* Written task *
Rewrite the lines below as a numbered list, skipping any blank lines. Leave the pictures out of your answer.

Location labeling records
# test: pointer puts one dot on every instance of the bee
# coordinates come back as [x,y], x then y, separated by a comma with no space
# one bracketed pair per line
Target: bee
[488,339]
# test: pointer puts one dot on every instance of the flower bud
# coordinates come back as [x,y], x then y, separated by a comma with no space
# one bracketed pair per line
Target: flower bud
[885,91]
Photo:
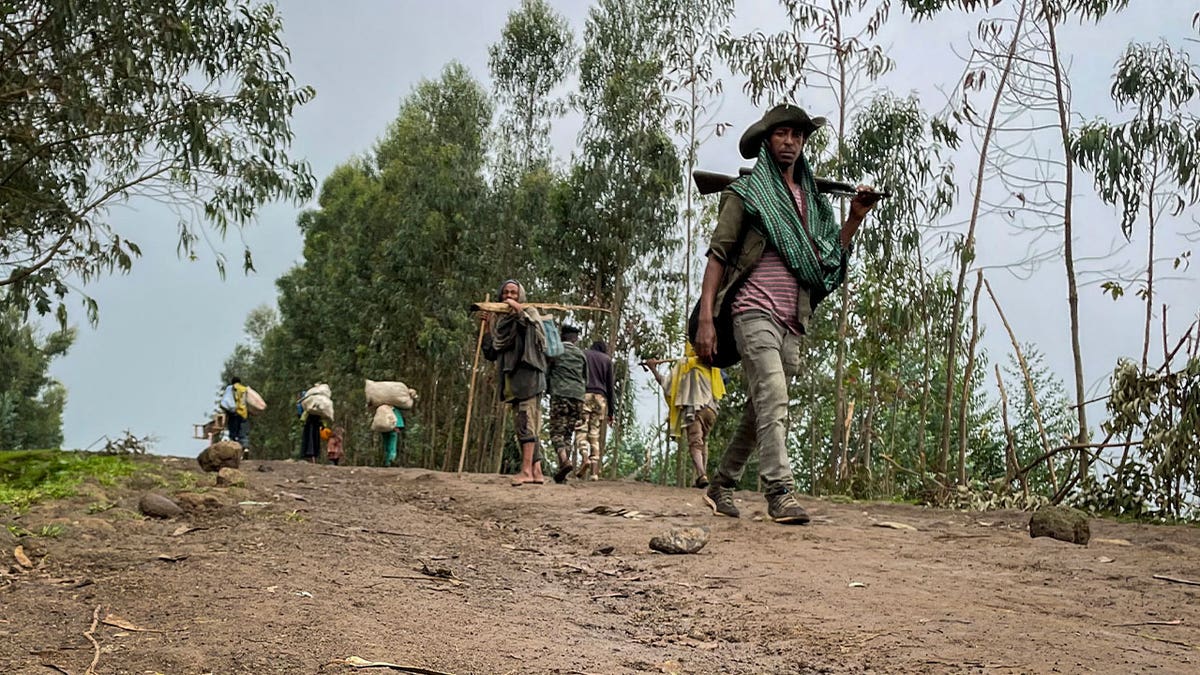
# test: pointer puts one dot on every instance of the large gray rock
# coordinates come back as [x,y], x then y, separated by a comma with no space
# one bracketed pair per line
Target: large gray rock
[157,506]
[681,541]
[231,478]
[1061,523]
[220,455]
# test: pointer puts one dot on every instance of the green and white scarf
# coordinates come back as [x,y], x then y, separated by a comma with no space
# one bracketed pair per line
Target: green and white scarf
[820,263]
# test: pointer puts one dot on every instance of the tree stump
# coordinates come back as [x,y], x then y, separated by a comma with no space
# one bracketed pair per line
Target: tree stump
[1061,523]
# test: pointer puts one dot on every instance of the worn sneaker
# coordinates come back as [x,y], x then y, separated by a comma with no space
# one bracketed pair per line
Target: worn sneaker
[783,507]
[721,501]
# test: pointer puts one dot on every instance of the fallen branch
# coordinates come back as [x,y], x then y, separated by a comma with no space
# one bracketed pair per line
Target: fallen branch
[1180,643]
[88,633]
[424,578]
[736,578]
[1175,580]
[355,662]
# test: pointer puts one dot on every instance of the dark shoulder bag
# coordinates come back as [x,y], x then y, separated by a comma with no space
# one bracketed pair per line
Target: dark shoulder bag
[723,322]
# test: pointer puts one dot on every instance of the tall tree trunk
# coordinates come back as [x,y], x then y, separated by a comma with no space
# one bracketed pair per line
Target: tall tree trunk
[967,254]
[618,302]
[1011,464]
[839,406]
[1029,384]
[1068,245]
[967,374]
[1150,273]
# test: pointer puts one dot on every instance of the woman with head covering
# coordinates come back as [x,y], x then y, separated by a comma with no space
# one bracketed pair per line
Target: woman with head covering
[517,345]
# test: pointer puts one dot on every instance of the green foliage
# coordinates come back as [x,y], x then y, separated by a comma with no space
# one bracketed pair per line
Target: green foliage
[820,36]
[30,401]
[1165,408]
[33,476]
[401,242]
[1156,154]
[184,102]
[534,55]
[1056,416]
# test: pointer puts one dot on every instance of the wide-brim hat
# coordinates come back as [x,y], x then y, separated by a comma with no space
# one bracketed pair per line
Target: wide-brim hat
[785,114]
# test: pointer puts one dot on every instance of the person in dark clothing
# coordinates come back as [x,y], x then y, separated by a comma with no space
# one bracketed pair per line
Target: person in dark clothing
[598,406]
[517,345]
[310,437]
[567,384]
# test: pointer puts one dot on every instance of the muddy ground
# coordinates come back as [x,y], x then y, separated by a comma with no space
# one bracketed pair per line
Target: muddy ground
[311,565]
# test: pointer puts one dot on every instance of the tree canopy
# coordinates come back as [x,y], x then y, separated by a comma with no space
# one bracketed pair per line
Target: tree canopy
[187,103]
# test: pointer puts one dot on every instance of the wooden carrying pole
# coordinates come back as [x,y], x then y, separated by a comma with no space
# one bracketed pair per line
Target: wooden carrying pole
[471,392]
[503,308]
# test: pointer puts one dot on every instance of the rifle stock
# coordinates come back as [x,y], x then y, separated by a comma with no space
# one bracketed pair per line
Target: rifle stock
[709,181]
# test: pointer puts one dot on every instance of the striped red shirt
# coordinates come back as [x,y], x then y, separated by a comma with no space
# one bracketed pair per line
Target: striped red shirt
[771,287]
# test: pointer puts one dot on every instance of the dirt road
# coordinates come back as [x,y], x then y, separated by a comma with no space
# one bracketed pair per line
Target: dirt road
[310,565]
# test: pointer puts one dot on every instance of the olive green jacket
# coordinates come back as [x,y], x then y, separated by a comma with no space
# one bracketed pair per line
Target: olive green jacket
[738,244]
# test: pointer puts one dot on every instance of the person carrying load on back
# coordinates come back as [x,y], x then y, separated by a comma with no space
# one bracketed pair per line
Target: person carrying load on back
[567,384]
[335,448]
[316,406]
[233,402]
[691,389]
[516,341]
[775,252]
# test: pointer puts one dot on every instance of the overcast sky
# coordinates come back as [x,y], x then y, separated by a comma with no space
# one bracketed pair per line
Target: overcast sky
[153,363]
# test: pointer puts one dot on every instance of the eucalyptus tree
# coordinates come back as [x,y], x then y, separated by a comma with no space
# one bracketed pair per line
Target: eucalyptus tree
[393,256]
[1032,93]
[894,143]
[184,103]
[627,174]
[691,30]
[534,55]
[1147,165]
[30,400]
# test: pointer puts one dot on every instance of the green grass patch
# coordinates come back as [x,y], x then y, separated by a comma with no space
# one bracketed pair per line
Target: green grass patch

* Complete answer *
1. # test: pointer puts one dot on every instance of the bee
2. # coordinates come back as [x,y], x then y, separated by a comma with no space
3. # one bracketed pair per line
4. Target: bee
5. [488,339]
6. # test: pointer puts one dot on every instance of the flower bud
7. # coordinates come back as [x,y], x then y, separated by a comma with no space
8. # one bracketed pair per line
9. Target: flower bud
10. [885,91]
11. Photo:
12. # test: pointer puts one dot on every instance of the large gray rock
13. # coordinates come back as [x,y], x then y, separated by a comma with no space
14. # one bracketed pair per line
15. Target: large gray rock
16. [157,506]
17. [681,541]
18. [231,478]
19. [1061,523]
20. [220,455]
21. # test: pointer puts one dot on every instance of the green and white scarf
22. # coordinates come back as [x,y], x then y, separated by a comma with no space
23. # one bracketed pair per line
24. Target: green and white scarf
25. [820,263]
26. # test: pointer puts one dot on every instance of the tree stump
27. # coordinates come back as [x,y], x then y, separated by a comma with no space
28. # one bracketed pair per line
29. Target: tree stump
30. [1061,523]
31. # test: pointer puts one dot on every instance of the worn sneaker
32. # coordinates come back as [x,y], x then y, separated by a comma with no space
33. # one bracketed pair per line
34. Target: worn sneaker
35. [783,507]
36. [721,501]
37. # test: pointer puts one dot on every instance of the fallen branch
38. # coordinates come back as [x,y], x then y, separated by a comma with no space
39. # one bracketed pair per line
40. Target: fallen branch
41. [1180,643]
42. [88,633]
43. [424,578]
44. [736,578]
45. [1175,580]
46. [355,662]
47. # test: pointer puts one dot on every instance of the dark shoulder bag
48. # coordinates come back as [x,y], x then y, separated by a comma with no space
49. # one bracketed pair per line
50. Target: dark shoulder bag
51. [723,322]
52. # test: pointer puts one dot on every instance of the tall tree trunk
53. # coordinates come back as [x,y], x then y, separated by a comma with no space
54. # one bracketed pair per line
55. Target: tall tree trunk
56. [967,254]
57. [618,302]
58. [1011,464]
59. [839,406]
60. [1029,384]
61. [1068,245]
62. [967,374]
63. [1150,273]
64. # test: pointer puts one dot on every instance of the woman with head covering
65. # coordinates come back as [x,y], x then y, separated by a comma with no space
66. # one bracketed pair per line
67. Target: woman with head covering
68. [517,345]
69. # test: pointer puts one dot on every instance of the green foliage
70. # coordinates come back as [x,y], x then y, separated by a comma with no space
71. # one bracketed pair per line
72. Target: green foliage
73. [820,36]
74. [30,401]
75. [1165,408]
76. [33,476]
77. [401,242]
78. [1156,154]
79. [184,102]
80. [534,55]
81. [1056,416]
82. # test: pointer puts one dot on every instance of the wide-brim hat
83. # coordinates come back as [x,y], x then y, separated by a comma with no space
84. # one bracketed pair per line
85. Target: wide-brim hat
86. [785,114]
87. # test: pointer puts one dot on every instance of the person in dark clothing
88. # coordinates come back as [x,y], x then y, separated by a comma with no space
89. # one bracketed pair per line
90. Target: person in dark clothing
91. [598,406]
92. [517,345]
93. [310,437]
94. [567,384]
95. # test: pointer puts one dot on every instance of the muddy ground
96. # coordinates come back as [x,y], x then y, separated by a comma with no space
97. # one bracketed pair per line
98. Target: muddy ground
99. [311,565]
100. # test: pointer puts one dot on every instance of the tree canopy
101. # coordinates come back as [x,y], x then y, separated by a comma with no space
102. # one bracketed pair per line
103. Target: tree canopy
104. [187,103]
105. # test: pointer puts one dot on every instance of the wooden carrying pole
106. # coordinates come back as [x,y], x then y, separated by a comma with no space
107. # one bracketed pair per line
108. Target: wooden carrying pole
109. [471,392]
110. [503,308]
111. # test: pointer puts one dot on every instance of the rifle stock
112. # coordinates come back as [x,y], x then y, separated by a comma with no space
113. # one bracketed pair per line
114. Target: rifle stock
115. [709,181]
116. # test: pointer puts one dot on every instance of the striped red shirt
117. # coordinates come back as [x,y], x then y, separated by a comma with no space
118. # one bracketed pair per line
119. Target: striped red shirt
120. [771,287]
121. # test: pointer puts one dot on every instance of the dirt road
122. # coordinates come back as [x,y], x then y, separated by a comma with no space
123. # one bracketed pair per line
124. Target: dirt road
125. [310,565]
126. # test: pointer puts one dot on every instance of the olive green jacket
127. # coordinates come back as [x,y], x then y, separated by a comma with no space
128. # one bracketed pair per line
129. Target: olive green jacket
130. [738,244]
131. # test: pointer puts one dot on every instance of the person carrying load on back
132. # coordinates come back as [x,y], x then y, separated by a comma with no space
133. # one bracketed pair per line
134. Target: person carrying load on back
135. [567,384]
136. [335,448]
137. [316,406]
138. [233,402]
139. [691,389]
140. [516,341]
141. [775,252]
142. # test: pointer puts one dot on every instance of the overcast sky
143. # coordinates come back as [x,y], x then y, separated by a comma with no space
144. # one bracketed pair per line
145. Target: overcast sky
146. [153,363]
147. # test: pointer puts one dot on every instance of the eucalyptus tree
148. # coordinates come back as [x,y], x then y, separated by a comma with no space
149. # one bracketed pair per line
150. Target: eucalyptus tree
151. [393,256]
152. [1032,93]
153. [894,143]
154. [184,103]
155. [627,174]
156. [691,30]
157. [534,55]
158. [1147,165]
159. [30,400]
160. # test: pointer puts one dot on every instance of the green grass patch
161. # coordinates come back as [x,y], x then y, separated by a comma with no space
162. # one bracketed pair per line
163. Target: green grass patch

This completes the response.